* BEGIN DATA ENTRIES *
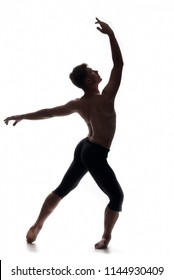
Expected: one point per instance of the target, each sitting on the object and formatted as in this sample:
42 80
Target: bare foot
32 234
102 244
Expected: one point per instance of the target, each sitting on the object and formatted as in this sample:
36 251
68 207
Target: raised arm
115 77
63 110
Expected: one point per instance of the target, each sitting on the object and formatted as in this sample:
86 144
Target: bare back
99 114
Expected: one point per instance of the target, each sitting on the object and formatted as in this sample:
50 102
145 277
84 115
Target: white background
41 41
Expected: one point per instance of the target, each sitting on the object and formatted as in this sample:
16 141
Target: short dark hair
78 75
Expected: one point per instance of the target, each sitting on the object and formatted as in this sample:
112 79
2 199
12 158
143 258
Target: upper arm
64 110
114 81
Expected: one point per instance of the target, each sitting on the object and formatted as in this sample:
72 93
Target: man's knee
116 201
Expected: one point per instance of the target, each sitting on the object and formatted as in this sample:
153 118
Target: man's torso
99 114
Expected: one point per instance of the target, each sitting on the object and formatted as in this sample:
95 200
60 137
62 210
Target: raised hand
104 27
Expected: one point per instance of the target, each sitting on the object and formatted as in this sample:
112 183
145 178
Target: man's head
84 77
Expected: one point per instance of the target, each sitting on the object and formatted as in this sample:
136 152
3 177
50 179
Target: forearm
115 50
38 115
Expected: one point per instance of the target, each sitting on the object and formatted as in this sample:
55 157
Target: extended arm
115 77
59 111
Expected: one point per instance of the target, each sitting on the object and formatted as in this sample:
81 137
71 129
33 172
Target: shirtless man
97 110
* END DATA ENTRIES *
- TASK DIRECTIONS -
Find each line in the items above that contains the string "raised" and copy those lines out. Matching is case-sensitive.

- RESPONSE TO THE EXERCISE -
Target: raised arm
Target: raised hand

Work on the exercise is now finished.